Advertisement
ago baseball Edit

Link Jarrett coaching vs. another familiar face as FSU plays at Pitt

Twenty five years ago on May 9, 1999, Florida State second baseman Marshall McDougall made NCAA history when he hit six home runs and had 16 runs batted in during a 26-2 win vs. Maryland.

It's the type of moment many fans may lie and tell their friends they were in attendance for, even though the game was on the road in College Park, Md.

Florida State head baseball coach Link Jarrett is one of only a few who can actually say he was in attendance that fateful day. Five years removed from his playing career and just beginning his coaching career as an assistant at Flagler College, Jarrett was recruited to do some color commentary on television broadcasts of some FSU baseball games that season on the Sunshine Network alongside play-by-play legend Gene Deckerhoff.

It just so happens that one of the road trips Jarrett made to broadcast games that 1999 season -- back when not all the games were broadcast in some capacity -- was that road series up at Maryland.

"To watch that unfold, the most amazing thing. To have six at-bats in a game, you don't get that very often. To have five hits or six hits...They had those hot bats and the rest is history. I happened to be there. I remember it..." Jarrett recalled. "They sent me down on the field afterwards to interview him. I think that was the first time I'd ever gone down. They're talking to me in the earpiece and I'm trying to talk to Marshall."

Another familiar face in the opposing dugout

Advertisement

When FSU hosted NC State last week, there were a number of very familiar faces to Jarrett in the opposing dugout.

His son, J.T., is in his first season as the Wolfpack's director of player and program development after his playing career at NC State ended in 2022. And through his son playing at NC State, Jarrett also developed a pretty close bond with NC State head coach Elliott Avent.

Now this weekend when the No. 8 Seminoles (36-10, 14-9 ACC) hit the road to play a three-game series at Pittsburgh (21-25, 6-18), Jarrett will be going up against a former teammate.

Pitt head coach Mike Bell overlapped with Jarrett for one season at FSU in 1994 when he transferred in from Pasco-Hernando Community College as a pitcher/first baseman. That season, Jarrett was a second-team All-ACC shortstop with a .282 batting average and .370 on-base percentage, while Bell posted a 3.09 ERA over 75.2 innings and a .220 average over 50 at-bats.

That 1994 FSU team made it to the College World Series and won its first game in Omaha before losing the next two to end the season with a 53-22 record.

EXERCISE INSTRUCTIONS:
From the FSU baseball article above, copy out word for word everything from "Now this weekend" down to "over 50 at-bats.".

EXCERPTED DATA:
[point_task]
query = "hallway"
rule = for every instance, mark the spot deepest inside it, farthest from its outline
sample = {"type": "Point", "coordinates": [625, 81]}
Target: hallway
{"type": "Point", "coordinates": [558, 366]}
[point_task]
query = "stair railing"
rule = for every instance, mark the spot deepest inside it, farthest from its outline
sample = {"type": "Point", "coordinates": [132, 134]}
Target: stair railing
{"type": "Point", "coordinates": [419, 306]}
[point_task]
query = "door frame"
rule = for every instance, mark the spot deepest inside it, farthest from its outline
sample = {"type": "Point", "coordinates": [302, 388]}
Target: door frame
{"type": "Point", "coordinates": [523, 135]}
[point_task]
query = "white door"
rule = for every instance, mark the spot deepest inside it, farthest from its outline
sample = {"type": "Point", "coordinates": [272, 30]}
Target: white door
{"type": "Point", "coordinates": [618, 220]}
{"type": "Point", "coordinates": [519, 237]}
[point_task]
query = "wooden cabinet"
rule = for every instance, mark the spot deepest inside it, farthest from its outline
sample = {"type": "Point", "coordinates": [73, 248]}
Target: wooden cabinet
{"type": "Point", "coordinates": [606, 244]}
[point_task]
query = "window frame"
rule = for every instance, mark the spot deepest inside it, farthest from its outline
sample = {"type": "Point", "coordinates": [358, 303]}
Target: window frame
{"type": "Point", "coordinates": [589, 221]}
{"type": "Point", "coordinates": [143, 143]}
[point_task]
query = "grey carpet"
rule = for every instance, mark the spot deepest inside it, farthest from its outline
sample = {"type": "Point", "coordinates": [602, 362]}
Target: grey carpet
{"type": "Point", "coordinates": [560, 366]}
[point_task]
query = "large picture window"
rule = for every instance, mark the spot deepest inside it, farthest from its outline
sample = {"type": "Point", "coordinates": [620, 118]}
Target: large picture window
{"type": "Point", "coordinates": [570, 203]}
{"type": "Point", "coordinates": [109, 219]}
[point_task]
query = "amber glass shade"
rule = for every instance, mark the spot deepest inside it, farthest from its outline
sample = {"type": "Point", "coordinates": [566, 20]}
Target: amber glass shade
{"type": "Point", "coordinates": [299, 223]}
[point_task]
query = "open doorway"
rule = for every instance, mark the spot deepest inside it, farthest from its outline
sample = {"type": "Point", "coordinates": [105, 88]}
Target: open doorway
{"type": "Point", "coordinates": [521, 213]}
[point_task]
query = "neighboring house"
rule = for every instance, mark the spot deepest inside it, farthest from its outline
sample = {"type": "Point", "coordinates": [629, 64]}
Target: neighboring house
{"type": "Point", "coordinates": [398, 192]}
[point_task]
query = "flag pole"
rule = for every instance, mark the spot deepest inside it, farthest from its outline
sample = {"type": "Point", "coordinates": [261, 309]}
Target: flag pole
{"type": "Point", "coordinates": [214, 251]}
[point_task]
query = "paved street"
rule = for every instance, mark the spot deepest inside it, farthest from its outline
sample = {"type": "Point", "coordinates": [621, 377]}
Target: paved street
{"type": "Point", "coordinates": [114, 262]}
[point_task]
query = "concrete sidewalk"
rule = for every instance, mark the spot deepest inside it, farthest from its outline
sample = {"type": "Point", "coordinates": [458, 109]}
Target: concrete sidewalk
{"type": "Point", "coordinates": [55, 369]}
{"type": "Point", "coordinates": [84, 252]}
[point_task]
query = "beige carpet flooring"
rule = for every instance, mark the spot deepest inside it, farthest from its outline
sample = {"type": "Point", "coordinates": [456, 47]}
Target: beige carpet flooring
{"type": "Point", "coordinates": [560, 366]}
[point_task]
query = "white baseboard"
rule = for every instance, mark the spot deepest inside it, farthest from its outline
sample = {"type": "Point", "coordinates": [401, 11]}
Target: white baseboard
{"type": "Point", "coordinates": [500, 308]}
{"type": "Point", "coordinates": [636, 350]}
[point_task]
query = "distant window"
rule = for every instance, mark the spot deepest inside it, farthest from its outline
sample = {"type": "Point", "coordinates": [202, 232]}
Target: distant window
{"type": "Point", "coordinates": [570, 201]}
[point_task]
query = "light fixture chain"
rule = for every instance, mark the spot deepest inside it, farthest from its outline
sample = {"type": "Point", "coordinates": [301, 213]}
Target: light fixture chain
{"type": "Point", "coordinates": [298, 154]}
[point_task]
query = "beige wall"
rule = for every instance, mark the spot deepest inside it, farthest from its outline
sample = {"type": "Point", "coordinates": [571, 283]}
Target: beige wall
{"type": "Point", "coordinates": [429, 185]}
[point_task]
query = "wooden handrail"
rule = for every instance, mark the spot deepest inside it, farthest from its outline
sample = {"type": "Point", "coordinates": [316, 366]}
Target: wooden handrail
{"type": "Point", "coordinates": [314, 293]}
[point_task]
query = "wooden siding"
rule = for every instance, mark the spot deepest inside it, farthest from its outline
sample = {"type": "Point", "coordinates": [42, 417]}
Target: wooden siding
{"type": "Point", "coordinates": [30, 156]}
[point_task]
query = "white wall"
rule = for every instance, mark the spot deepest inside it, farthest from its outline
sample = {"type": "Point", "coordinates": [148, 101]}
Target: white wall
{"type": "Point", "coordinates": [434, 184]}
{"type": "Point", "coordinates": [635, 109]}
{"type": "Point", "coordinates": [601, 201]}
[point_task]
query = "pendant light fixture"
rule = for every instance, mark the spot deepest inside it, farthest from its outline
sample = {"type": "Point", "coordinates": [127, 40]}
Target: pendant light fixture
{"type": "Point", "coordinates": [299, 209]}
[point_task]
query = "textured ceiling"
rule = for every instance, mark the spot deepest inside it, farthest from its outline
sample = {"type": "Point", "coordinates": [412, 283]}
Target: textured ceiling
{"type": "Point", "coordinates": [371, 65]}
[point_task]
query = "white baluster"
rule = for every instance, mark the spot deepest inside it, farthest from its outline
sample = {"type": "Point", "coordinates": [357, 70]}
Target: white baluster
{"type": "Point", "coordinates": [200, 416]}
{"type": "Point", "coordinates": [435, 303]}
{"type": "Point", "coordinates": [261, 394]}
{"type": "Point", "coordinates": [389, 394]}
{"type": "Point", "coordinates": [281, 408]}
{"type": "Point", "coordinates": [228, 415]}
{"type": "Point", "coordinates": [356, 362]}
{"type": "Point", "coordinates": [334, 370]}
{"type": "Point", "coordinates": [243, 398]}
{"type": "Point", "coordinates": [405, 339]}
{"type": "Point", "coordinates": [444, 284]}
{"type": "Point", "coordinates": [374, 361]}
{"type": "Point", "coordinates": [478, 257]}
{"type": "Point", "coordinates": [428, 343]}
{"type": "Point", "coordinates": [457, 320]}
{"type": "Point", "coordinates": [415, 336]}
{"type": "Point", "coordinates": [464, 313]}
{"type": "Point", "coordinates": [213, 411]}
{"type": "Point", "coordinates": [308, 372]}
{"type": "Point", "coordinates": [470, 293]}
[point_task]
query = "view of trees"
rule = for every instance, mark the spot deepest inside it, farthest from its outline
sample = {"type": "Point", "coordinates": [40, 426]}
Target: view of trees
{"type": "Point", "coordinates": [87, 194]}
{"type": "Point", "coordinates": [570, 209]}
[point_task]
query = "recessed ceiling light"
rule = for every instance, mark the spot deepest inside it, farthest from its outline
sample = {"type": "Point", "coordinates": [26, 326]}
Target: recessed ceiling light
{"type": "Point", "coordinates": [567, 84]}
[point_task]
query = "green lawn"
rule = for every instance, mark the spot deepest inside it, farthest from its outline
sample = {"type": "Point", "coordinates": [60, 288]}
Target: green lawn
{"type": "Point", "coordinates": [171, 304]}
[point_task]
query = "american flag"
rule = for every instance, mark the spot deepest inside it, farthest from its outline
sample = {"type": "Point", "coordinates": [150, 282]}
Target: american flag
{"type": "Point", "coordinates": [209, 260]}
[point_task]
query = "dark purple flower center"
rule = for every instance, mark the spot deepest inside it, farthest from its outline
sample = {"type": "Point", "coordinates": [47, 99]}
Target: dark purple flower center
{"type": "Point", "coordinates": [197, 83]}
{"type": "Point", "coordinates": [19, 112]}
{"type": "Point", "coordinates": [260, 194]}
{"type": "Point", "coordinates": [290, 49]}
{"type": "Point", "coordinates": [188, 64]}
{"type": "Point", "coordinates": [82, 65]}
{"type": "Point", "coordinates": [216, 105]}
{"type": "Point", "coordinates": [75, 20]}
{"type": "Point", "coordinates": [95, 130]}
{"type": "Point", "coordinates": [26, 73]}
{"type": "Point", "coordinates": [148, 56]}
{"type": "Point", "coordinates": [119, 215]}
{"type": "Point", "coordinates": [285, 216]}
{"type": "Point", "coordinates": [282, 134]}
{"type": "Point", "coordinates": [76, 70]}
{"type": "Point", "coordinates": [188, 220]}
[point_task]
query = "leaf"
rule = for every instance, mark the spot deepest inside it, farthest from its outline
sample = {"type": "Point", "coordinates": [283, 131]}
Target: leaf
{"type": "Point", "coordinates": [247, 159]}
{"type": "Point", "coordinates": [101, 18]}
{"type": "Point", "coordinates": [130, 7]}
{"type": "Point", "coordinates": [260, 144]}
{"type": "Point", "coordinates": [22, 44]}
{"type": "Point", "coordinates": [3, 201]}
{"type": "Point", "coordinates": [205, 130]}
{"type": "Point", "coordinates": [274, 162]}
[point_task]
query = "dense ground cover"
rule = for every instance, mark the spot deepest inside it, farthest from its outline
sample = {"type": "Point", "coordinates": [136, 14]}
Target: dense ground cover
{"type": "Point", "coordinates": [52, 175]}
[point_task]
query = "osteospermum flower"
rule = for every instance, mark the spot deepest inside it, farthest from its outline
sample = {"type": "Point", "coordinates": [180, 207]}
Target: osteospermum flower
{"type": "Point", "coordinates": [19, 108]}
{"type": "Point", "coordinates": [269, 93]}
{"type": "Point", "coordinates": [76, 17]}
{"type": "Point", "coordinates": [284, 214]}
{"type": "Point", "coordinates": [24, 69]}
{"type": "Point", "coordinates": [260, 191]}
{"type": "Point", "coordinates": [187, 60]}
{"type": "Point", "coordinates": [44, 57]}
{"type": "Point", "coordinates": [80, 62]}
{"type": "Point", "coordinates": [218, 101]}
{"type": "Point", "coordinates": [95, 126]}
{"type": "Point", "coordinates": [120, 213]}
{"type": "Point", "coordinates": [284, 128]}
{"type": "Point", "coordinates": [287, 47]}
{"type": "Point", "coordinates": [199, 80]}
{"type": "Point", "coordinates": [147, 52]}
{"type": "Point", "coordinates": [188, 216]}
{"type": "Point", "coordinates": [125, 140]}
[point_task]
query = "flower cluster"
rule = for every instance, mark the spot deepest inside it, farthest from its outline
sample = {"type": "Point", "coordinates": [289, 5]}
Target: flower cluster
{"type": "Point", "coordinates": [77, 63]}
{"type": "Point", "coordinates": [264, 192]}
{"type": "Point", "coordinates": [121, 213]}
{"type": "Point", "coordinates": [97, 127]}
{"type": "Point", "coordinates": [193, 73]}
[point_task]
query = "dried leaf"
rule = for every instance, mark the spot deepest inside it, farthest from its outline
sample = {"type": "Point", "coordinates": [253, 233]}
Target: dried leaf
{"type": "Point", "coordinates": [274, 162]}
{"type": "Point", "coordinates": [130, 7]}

WRITTEN RESPONSE:
Now this weekend when the No. 8 Seminoles (36-10, 14-9 ACC) hit the road to play a three-game series at Pittsburgh (21-25, 6-18), Jarrett will be going up against a former teammate.

Pitt head coach Mike Bell overlapped with Jarrett for one season at FSU in 1994 when he transferred in from Pasco-Hernando Community College as a pitcher/first baseman. That season, Jarrett was a second-team All-ACC shortstop with a .282 batting average and .370 on-base percentage, while Bell posted a 3.09 ERA over 75.2 innings and a .220 average over 50 at-bats.